» Text segment
+ + + +

It is estimated that crab or lobster meat costs around $3 per ounce, whereas surimi is only 20-30 cents per ounce. So, it’s ultimately the more cost-effective option. 

To follow government regulations, imitation crab products must specify that the crab-like meat isn’t real crab.

This is why imitation crab food items are called “crab-flavored seafood”, “surimi seafood”, or “seafood sticks”, so as to avoid breaking false advertising rules.

Some restaurants even label it as “krab” meat to show that it’s fake!

Does Imitation Crab Contain Crab Meat? 

No, imitation crab does not contain any crab meat. This might be hard to believe, given how believable imitation crab is in terms of color and texture.

Despite its uncanny resemblance, the surimi in imitation crab does not consist of any trace of crab meat. 

However, there is a slight exception to this rule. Some foods labeled as imitation crab will have traces of crab extract to further mimic the flavor of real crab meat.

+ + + +

» Check your understanding
a) Answer these questions from the imitation crab text:
(i) What does surimi cost per ounce?
(ii) What spelling do some restaurants use on their labels to show the meat is fake?
(iii) What do some foods labeled as imitation crab contain traces of?
b) Reproduce the part of the imitation crab text that opens with the words containing "To follow government" and closes with "real crab meat.".

+ + + +

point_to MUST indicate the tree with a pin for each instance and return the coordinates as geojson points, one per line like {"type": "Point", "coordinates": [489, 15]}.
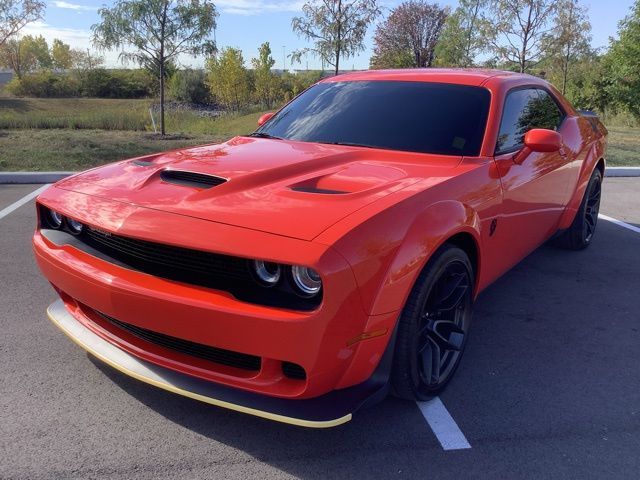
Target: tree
{"type": "Point", "coordinates": [61, 55]}
{"type": "Point", "coordinates": [569, 41]}
{"type": "Point", "coordinates": [522, 27]}
{"type": "Point", "coordinates": [267, 85]}
{"type": "Point", "coordinates": [412, 30]}
{"type": "Point", "coordinates": [336, 27]}
{"type": "Point", "coordinates": [227, 78]}
{"type": "Point", "coordinates": [623, 62]}
{"type": "Point", "coordinates": [15, 14]}
{"type": "Point", "coordinates": [25, 55]}
{"type": "Point", "coordinates": [157, 31]}
{"type": "Point", "coordinates": [38, 48]}
{"type": "Point", "coordinates": [466, 32]}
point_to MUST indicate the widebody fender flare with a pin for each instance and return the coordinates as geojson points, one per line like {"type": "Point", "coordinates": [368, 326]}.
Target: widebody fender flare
{"type": "Point", "coordinates": [430, 230]}
{"type": "Point", "coordinates": [591, 161]}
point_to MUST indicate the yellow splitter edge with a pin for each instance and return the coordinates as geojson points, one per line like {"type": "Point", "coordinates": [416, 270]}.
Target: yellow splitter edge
{"type": "Point", "coordinates": [136, 368]}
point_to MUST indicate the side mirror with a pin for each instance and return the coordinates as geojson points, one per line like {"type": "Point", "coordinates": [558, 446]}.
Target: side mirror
{"type": "Point", "coordinates": [265, 118]}
{"type": "Point", "coordinates": [543, 140]}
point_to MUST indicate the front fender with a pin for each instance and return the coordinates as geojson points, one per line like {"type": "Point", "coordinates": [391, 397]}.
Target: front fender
{"type": "Point", "coordinates": [430, 230]}
{"type": "Point", "coordinates": [387, 252]}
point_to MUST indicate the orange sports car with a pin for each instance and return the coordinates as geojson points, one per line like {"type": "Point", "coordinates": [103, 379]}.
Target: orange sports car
{"type": "Point", "coordinates": [308, 269]}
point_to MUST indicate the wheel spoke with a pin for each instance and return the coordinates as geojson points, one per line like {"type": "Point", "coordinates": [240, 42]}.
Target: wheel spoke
{"type": "Point", "coordinates": [452, 293]}
{"type": "Point", "coordinates": [435, 364]}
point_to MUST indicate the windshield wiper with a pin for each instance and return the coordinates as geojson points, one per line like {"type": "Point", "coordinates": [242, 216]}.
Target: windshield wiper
{"type": "Point", "coordinates": [264, 135]}
{"type": "Point", "coordinates": [350, 144]}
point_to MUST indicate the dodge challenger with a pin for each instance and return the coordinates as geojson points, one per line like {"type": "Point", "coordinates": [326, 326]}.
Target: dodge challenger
{"type": "Point", "coordinates": [331, 257]}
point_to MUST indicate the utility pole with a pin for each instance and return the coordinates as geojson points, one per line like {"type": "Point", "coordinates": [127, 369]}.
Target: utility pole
{"type": "Point", "coordinates": [284, 58]}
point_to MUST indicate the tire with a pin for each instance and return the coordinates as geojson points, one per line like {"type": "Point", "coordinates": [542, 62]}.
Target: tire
{"type": "Point", "coordinates": [433, 326]}
{"type": "Point", "coordinates": [580, 234]}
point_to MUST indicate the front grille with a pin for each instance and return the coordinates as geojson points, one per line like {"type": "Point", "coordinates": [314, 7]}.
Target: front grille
{"type": "Point", "coordinates": [294, 371]}
{"type": "Point", "coordinates": [175, 263]}
{"type": "Point", "coordinates": [191, 179]}
{"type": "Point", "coordinates": [221, 356]}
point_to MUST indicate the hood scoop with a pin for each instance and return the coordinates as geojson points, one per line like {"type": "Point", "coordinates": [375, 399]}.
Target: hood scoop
{"type": "Point", "coordinates": [191, 179]}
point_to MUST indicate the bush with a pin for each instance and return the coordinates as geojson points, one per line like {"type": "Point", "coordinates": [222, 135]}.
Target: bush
{"type": "Point", "coordinates": [188, 86]}
{"type": "Point", "coordinates": [44, 84]}
{"type": "Point", "coordinates": [102, 83]}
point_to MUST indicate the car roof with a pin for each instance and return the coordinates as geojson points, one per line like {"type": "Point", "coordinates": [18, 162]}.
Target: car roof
{"type": "Point", "coordinates": [461, 76]}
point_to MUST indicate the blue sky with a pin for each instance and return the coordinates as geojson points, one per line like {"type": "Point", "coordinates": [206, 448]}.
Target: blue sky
{"type": "Point", "coordinates": [247, 23]}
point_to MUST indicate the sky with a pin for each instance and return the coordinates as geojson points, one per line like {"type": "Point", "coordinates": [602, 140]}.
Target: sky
{"type": "Point", "coordinates": [245, 24]}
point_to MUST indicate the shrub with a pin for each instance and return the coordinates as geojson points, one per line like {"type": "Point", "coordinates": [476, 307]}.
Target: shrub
{"type": "Point", "coordinates": [44, 84]}
{"type": "Point", "coordinates": [102, 83]}
{"type": "Point", "coordinates": [188, 86]}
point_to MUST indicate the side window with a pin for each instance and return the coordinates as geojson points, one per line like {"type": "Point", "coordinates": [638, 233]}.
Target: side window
{"type": "Point", "coordinates": [523, 110]}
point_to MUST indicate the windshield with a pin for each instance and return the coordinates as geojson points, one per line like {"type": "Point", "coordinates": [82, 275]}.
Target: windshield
{"type": "Point", "coordinates": [408, 116]}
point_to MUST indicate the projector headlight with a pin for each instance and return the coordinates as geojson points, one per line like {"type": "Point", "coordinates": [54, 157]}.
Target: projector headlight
{"type": "Point", "coordinates": [267, 273]}
{"type": "Point", "coordinates": [306, 280]}
{"type": "Point", "coordinates": [54, 218]}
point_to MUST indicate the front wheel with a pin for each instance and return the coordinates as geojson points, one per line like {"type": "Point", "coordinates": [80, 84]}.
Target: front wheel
{"type": "Point", "coordinates": [579, 235]}
{"type": "Point", "coordinates": [432, 330]}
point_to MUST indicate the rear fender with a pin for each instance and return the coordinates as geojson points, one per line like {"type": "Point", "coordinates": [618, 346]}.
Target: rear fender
{"type": "Point", "coordinates": [596, 152]}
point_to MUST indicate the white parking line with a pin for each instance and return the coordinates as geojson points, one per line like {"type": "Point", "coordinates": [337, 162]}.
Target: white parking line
{"type": "Point", "coordinates": [633, 228]}
{"type": "Point", "coordinates": [443, 425]}
{"type": "Point", "coordinates": [27, 198]}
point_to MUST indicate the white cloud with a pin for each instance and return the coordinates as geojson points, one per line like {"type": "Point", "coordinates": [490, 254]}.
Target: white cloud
{"type": "Point", "coordinates": [256, 7]}
{"type": "Point", "coordinates": [74, 6]}
{"type": "Point", "coordinates": [77, 38]}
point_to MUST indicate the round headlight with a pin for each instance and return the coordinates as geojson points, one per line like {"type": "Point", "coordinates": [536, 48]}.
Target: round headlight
{"type": "Point", "coordinates": [306, 280]}
{"type": "Point", "coordinates": [55, 219]}
{"type": "Point", "coordinates": [75, 226]}
{"type": "Point", "coordinates": [267, 273]}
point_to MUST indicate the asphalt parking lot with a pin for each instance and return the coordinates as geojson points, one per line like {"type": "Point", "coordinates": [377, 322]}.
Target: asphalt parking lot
{"type": "Point", "coordinates": [549, 386]}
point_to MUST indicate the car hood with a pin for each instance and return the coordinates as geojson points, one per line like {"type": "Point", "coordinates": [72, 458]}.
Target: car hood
{"type": "Point", "coordinates": [295, 189]}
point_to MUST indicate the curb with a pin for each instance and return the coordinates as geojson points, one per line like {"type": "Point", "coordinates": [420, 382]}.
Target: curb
{"type": "Point", "coordinates": [51, 177]}
{"type": "Point", "coordinates": [622, 172]}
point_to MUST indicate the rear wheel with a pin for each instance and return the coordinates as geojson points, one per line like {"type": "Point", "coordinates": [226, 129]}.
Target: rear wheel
{"type": "Point", "coordinates": [432, 329]}
{"type": "Point", "coordinates": [579, 235]}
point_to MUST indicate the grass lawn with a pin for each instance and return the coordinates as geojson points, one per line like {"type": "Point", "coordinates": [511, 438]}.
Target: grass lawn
{"type": "Point", "coordinates": [75, 134]}
{"type": "Point", "coordinates": [54, 149]}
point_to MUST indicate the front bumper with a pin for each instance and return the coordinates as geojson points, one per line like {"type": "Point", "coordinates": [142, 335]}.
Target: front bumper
{"type": "Point", "coordinates": [320, 341]}
{"type": "Point", "coordinates": [329, 410]}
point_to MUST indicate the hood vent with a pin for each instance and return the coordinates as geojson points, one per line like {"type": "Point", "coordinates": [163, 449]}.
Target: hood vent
{"type": "Point", "coordinates": [191, 179]}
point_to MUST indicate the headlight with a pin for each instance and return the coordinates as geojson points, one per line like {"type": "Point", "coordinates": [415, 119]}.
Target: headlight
{"type": "Point", "coordinates": [54, 218]}
{"type": "Point", "coordinates": [74, 226]}
{"type": "Point", "coordinates": [306, 280]}
{"type": "Point", "coordinates": [267, 273]}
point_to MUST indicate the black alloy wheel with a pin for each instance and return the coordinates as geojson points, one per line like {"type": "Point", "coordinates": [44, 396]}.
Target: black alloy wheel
{"type": "Point", "coordinates": [434, 325]}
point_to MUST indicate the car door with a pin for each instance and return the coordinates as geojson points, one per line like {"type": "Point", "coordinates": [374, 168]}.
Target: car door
{"type": "Point", "coordinates": [535, 184]}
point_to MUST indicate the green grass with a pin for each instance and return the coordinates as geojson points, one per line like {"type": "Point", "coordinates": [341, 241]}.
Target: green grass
{"type": "Point", "coordinates": [74, 134]}
{"type": "Point", "coordinates": [74, 113]}
{"type": "Point", "coordinates": [53, 149]}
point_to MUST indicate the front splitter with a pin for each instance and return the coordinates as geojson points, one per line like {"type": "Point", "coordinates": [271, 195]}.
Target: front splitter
{"type": "Point", "coordinates": [329, 410]}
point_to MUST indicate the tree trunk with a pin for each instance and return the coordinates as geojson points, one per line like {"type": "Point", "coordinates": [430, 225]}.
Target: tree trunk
{"type": "Point", "coordinates": [339, 38]}
{"type": "Point", "coordinates": [162, 129]}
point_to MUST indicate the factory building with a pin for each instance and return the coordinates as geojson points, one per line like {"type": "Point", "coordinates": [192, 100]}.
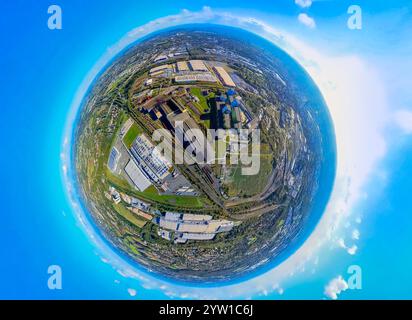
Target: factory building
{"type": "Point", "coordinates": [182, 66]}
{"type": "Point", "coordinates": [137, 176]}
{"type": "Point", "coordinates": [224, 77]}
{"type": "Point", "coordinates": [198, 65]}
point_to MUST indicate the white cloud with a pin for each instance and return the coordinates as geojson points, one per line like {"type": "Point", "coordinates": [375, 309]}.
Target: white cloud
{"type": "Point", "coordinates": [403, 119]}
{"type": "Point", "coordinates": [350, 250]}
{"type": "Point", "coordinates": [132, 292]}
{"type": "Point", "coordinates": [304, 3]}
{"type": "Point", "coordinates": [306, 20]}
{"type": "Point", "coordinates": [335, 287]}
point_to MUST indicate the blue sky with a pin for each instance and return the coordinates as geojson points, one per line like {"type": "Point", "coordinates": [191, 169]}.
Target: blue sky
{"type": "Point", "coordinates": [364, 76]}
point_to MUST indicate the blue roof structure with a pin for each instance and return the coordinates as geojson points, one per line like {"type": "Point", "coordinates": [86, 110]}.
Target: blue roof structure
{"type": "Point", "coordinates": [235, 103]}
{"type": "Point", "coordinates": [113, 159]}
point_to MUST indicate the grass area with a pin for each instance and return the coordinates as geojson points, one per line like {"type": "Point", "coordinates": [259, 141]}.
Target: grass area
{"type": "Point", "coordinates": [241, 185]}
{"type": "Point", "coordinates": [152, 194]}
{"type": "Point", "coordinates": [175, 200]}
{"type": "Point", "coordinates": [202, 99]}
{"type": "Point", "coordinates": [131, 135]}
{"type": "Point", "coordinates": [129, 216]}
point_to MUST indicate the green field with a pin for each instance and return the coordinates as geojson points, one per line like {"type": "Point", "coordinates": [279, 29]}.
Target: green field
{"type": "Point", "coordinates": [239, 184]}
{"type": "Point", "coordinates": [131, 135]}
{"type": "Point", "coordinates": [129, 216]}
{"type": "Point", "coordinates": [202, 99]}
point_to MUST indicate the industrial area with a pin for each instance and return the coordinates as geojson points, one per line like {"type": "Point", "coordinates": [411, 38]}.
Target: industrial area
{"type": "Point", "coordinates": [195, 219]}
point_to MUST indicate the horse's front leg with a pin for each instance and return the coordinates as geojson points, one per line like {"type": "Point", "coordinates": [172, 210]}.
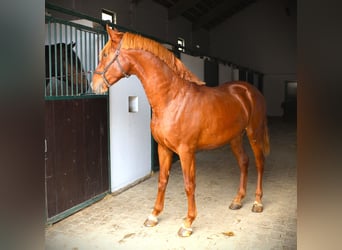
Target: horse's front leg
{"type": "Point", "coordinates": [165, 161]}
{"type": "Point", "coordinates": [189, 174]}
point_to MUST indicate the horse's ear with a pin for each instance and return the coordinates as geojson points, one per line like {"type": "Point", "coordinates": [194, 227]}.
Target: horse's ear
{"type": "Point", "coordinates": [114, 35]}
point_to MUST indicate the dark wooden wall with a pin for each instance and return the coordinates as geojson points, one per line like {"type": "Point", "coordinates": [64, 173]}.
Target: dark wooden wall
{"type": "Point", "coordinates": [76, 157]}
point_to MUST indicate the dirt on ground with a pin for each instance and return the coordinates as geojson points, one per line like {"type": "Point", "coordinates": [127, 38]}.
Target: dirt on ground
{"type": "Point", "coordinates": [116, 222]}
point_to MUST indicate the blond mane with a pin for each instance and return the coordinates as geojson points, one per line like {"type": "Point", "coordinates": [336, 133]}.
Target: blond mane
{"type": "Point", "coordinates": [133, 41]}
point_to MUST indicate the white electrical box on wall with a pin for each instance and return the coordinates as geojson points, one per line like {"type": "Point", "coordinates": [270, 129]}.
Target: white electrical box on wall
{"type": "Point", "coordinates": [130, 134]}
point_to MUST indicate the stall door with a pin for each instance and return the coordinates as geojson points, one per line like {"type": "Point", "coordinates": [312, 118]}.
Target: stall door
{"type": "Point", "coordinates": [76, 154]}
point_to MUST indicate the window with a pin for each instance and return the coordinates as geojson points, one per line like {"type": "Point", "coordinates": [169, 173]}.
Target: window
{"type": "Point", "coordinates": [108, 15]}
{"type": "Point", "coordinates": [181, 44]}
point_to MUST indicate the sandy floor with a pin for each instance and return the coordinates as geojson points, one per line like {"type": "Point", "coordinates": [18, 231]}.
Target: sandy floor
{"type": "Point", "coordinates": [116, 222]}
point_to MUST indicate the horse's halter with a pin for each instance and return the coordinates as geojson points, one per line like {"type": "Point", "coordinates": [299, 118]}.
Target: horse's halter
{"type": "Point", "coordinates": [116, 58]}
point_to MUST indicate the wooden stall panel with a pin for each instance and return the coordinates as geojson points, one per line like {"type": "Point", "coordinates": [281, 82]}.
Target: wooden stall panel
{"type": "Point", "coordinates": [77, 152]}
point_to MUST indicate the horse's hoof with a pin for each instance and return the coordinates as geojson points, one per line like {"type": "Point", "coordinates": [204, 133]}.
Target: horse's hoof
{"type": "Point", "coordinates": [235, 205]}
{"type": "Point", "coordinates": [184, 231]}
{"type": "Point", "coordinates": [151, 221]}
{"type": "Point", "coordinates": [257, 207]}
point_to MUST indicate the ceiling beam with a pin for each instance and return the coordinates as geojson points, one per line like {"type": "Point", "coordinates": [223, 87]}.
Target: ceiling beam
{"type": "Point", "coordinates": [180, 7]}
{"type": "Point", "coordinates": [219, 10]}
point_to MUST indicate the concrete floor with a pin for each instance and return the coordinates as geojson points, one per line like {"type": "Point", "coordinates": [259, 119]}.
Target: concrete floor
{"type": "Point", "coordinates": [116, 222]}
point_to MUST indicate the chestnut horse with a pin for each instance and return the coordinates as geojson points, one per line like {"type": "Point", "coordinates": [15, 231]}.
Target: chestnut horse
{"type": "Point", "coordinates": [186, 115]}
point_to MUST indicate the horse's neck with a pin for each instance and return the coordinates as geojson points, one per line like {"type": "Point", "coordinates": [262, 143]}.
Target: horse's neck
{"type": "Point", "coordinates": [160, 83]}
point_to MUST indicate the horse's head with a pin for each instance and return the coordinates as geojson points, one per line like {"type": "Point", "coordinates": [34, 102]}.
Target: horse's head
{"type": "Point", "coordinates": [112, 67]}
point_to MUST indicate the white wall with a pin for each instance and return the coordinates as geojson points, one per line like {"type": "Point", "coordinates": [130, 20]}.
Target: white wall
{"type": "Point", "coordinates": [194, 64]}
{"type": "Point", "coordinates": [130, 136]}
{"type": "Point", "coordinates": [262, 37]}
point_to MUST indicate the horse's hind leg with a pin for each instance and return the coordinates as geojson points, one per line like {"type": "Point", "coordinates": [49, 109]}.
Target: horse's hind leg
{"type": "Point", "coordinates": [257, 147]}
{"type": "Point", "coordinates": [165, 161]}
{"type": "Point", "coordinates": [242, 159]}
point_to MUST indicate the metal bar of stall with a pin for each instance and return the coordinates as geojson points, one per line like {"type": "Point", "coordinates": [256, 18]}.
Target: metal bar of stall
{"type": "Point", "coordinates": [66, 63]}
{"type": "Point", "coordinates": [76, 64]}
{"type": "Point", "coordinates": [61, 62]}
{"type": "Point", "coordinates": [71, 63]}
{"type": "Point", "coordinates": [55, 58]}
{"type": "Point", "coordinates": [50, 66]}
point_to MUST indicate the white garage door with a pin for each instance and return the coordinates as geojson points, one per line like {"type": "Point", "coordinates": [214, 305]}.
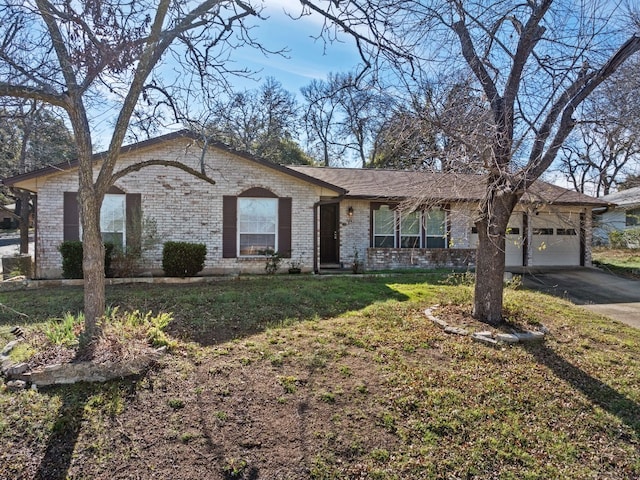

+ + + +

» Written answers
a)
(i) 20-30 cents per ounce
(ii) "krab"
(iii) Crab extract

b)
To follow government regulations, imitation crab products must specify that the crab-like meat isn’t real crab.

This is why imitation crab food items are called “crab-flavored seafood”, “surimi seafood”, or “seafood sticks”, so as to avoid breaking false advertising rules.

Some restaurants even label it as “krab” meat to show that it’s fake!

Does Imitation Crab Contain Crab Meat? 

No, imitation crab does not contain any crab meat. This might be hard to believe, given how believable imitation crab is in terms of color and texture.

Despite its uncanny resemblance, the surimi in imitation crab does not consist of any trace of crab meat. 

However, there is a slight exception to this rule. Some foods labeled as imitation crab will have traces of crab extract to further mimic the flavor of real crab meat.